(WORK INSTRUCTIONS)
**1)** Write out part of the turbine performance text word for word, beginning at "4.1 Numerical validation" and ending after "increments in QED.".
**2)** Answer these from the turbine performance text:
(a) Which standard did the validation experiment meet?
(b) At what value of nED does Figure 2 check the hydraulic performance?
(c) At which Hs/H value do efficiency and power both reach their minimum?
**3)** Carry on the turbine performance text from its final sentence.

(READING TEXT)

4. Results and discussions

4.1 Numerical validation

For validation of the numerical methodology, an experiment is performed fulfilling the norms of standard IEC 60193. Figure 2 shows verification of the hydraulic performance of the turbine model with the experimental results at nED = 0.562. The efficiency and power are non-dimensionalized using BEP values. As can be seen from this figure, for the variation of discharge factor from guide vane angle 16° to 26° both the performance parameters are matching well with the experimental results. As QED increases, the efficiency increases and reaches a maximum value from where it starts decreasing for further increments in QED.

Fig. 2

Validation of Numerical results

4.2 Hydraulic performance

The cavitation phenomenon with the suction pressure variation not only affects the internal flow characteristics but also the hydraulic performance of the turbine. For the variation of suction heads, the steady-state calculated efficiency and power are presented in Fig. 3. The parameters are normalized using efficiency and power calculated at the BEP condition during the experiment. The suction head is non-dimensionalized by the working head of the turbine at PL condition. Both efficiency and power are showing an insignificant difference for the lower values of the suction heads which belong to without cavitation cases. From the cavitation inception point, the efficiency starts decreasing and obtained a minimum value for the fully developed cavitation at Hs/H = 0.420. The generated power is also reduced for the cavitating flows and minimum value is exhibited at Hs/H = 0.420. Hence, the numerical results are showing that at PL condition for suction heads correspond to without cavitation, the performance parameters do not get affected while as the cavitation is induced with higher values of suction heads both the parameters get reduced significantly.

(SUPPLIED MATERIAL)
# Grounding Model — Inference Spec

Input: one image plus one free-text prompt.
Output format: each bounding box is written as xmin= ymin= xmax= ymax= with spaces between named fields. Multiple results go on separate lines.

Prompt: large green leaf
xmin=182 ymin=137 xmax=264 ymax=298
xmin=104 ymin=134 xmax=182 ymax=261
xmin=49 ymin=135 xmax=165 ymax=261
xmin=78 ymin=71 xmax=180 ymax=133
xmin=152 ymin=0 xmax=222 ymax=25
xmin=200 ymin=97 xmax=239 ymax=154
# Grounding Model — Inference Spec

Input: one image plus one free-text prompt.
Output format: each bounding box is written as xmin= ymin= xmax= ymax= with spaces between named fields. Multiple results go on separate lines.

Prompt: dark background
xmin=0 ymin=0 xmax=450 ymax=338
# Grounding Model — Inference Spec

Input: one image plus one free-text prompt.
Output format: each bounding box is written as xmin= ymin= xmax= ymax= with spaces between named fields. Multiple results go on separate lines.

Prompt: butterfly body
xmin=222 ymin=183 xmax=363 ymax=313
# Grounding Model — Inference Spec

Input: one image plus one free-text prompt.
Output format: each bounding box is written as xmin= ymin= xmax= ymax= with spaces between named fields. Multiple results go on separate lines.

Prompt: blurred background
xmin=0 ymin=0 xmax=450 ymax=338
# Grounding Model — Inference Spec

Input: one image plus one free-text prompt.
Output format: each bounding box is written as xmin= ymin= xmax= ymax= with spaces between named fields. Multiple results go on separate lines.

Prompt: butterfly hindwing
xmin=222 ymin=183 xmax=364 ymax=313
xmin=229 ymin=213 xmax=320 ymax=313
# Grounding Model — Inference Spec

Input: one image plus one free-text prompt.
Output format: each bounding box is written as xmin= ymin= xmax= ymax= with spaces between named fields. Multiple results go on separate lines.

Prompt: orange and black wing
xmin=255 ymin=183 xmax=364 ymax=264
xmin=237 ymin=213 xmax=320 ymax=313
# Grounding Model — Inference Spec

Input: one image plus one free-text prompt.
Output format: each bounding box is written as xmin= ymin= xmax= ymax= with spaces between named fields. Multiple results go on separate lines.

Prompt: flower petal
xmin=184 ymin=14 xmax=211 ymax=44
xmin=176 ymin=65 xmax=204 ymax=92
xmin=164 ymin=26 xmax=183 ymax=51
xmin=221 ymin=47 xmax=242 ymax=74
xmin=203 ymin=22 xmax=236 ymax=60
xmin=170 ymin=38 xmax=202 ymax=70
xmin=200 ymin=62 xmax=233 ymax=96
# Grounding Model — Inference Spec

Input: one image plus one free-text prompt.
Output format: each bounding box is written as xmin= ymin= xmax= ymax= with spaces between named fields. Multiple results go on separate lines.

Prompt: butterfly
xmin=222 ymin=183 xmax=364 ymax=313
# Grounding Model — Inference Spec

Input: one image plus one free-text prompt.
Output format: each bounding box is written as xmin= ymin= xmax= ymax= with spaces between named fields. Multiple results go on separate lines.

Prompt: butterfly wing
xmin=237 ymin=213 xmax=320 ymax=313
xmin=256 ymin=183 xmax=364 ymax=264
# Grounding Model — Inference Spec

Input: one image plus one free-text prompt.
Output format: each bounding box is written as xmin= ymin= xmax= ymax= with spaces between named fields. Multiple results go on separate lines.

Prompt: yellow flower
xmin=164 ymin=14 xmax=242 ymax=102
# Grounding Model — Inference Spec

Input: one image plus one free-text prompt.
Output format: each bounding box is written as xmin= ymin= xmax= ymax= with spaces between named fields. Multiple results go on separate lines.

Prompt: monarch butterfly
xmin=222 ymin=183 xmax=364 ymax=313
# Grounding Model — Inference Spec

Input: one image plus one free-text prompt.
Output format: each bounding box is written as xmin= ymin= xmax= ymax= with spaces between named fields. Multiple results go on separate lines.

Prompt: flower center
--
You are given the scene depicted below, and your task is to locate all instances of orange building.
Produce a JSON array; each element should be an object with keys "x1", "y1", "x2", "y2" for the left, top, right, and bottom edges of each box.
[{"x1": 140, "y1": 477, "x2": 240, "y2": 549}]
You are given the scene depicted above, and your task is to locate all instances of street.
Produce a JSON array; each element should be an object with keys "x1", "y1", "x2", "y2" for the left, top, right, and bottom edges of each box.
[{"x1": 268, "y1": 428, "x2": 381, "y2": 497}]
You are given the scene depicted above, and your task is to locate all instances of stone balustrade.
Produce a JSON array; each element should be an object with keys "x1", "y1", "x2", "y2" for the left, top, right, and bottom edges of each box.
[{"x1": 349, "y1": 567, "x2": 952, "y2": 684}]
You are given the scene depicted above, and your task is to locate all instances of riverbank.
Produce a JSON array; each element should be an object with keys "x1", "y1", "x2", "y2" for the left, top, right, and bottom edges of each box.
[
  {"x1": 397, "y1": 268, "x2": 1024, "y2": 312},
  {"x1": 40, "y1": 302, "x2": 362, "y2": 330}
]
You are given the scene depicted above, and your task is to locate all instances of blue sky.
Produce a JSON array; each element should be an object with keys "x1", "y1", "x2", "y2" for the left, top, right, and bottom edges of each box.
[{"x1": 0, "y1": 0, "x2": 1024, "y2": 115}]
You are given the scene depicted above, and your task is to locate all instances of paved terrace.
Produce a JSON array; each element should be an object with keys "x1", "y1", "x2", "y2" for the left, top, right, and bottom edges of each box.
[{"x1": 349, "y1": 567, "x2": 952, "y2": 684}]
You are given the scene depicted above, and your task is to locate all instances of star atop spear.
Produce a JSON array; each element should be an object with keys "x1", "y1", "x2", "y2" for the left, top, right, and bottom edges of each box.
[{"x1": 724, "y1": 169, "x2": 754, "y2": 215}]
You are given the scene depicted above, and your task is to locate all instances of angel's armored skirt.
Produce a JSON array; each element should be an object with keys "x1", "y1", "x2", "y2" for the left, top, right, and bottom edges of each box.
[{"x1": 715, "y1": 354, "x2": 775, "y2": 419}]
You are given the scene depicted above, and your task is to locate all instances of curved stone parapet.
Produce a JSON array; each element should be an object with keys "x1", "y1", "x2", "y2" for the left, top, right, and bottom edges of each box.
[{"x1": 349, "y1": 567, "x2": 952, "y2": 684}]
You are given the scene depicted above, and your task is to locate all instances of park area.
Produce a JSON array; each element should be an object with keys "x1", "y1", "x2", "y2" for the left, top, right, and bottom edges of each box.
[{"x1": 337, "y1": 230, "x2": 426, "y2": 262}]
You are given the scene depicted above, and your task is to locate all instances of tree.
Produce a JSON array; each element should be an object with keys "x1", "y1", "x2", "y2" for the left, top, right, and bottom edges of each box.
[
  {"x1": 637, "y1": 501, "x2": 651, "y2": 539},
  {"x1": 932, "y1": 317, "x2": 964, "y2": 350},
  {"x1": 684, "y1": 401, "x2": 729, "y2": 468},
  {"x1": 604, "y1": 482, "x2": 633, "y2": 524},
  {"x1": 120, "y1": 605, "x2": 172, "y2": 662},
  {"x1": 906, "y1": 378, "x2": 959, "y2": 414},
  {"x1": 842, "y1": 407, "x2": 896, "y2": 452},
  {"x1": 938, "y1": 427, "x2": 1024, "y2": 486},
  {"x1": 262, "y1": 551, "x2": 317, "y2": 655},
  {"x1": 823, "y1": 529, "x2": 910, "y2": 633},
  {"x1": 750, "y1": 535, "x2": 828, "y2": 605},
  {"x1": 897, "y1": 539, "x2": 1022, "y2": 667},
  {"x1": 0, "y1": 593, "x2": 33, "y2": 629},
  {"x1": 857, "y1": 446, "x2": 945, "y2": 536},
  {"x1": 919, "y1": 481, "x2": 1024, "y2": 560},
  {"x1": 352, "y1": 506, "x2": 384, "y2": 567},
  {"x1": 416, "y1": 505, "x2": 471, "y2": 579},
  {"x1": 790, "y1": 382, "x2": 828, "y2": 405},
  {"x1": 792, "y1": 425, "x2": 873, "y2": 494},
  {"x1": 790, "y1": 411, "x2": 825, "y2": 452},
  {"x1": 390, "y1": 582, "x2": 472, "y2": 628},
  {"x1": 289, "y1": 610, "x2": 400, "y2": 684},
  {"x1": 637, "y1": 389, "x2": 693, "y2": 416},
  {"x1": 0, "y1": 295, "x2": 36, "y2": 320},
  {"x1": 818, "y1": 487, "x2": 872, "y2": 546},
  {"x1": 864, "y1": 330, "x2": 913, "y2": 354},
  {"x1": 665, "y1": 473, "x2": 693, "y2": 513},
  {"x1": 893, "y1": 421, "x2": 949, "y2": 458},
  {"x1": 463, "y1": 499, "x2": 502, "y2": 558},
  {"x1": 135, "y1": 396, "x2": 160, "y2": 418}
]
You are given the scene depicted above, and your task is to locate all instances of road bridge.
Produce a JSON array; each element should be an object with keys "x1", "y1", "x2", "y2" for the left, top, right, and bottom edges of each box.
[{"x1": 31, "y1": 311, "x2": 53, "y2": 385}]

(ANSWERS IN ORDER)
**1)**
4.1 Numerical validation

For validation of the numerical methodology, an experiment is performed fulfilling the norms of standard IEC 60193. Figure 2 shows verification of the hydraulic performance of the turbine model with the experimental results at nED = 0.562. The efficiency and power are non-dimensionalized using BEP values. As can be seen from this figure, for the variation of discharge factor from guide vane angle 16° to 26° both the performance parameters are matching well with the experimental results. As QED increases, the efficiency increases and reaches a maximum value from where it starts decreasing for further increments in QED.

**2)**
(a) IEC 60193
(b) 0.562
(c) 0.420

**3)**
Fig. 3

Numerical efficiency and power for various suction heads

At the lower flow rate condition, the DT losses are more compared to the other components of the turbine.(16) So, the head loss inside the DT is also calculated in the present study so that the efficiency variation with the suction head could also be verified. The head loss is calculated as;(17)

HLoss=pρg(3) 

Where Δp is the pressure difference between the inlet and outlet of the DT, ρ is the fluid’s density and g is the gravitational acceleration. For the five suction heads, the head loss is presented in Fig. 4. It is clearly observed that at Hs/H = 0.135 and 0.253, the DT losses are exhibiting lower values. However, the losses are more for higher values of Hs/H as the cavitation is induced. The maximum head loss is achieved for Hs/H = 0.420. The difference between head loss at Hs/H = 0.135 and 0.420 is about 2%. The higher losses are justifying the decrease in the efficiency in Fig. 3.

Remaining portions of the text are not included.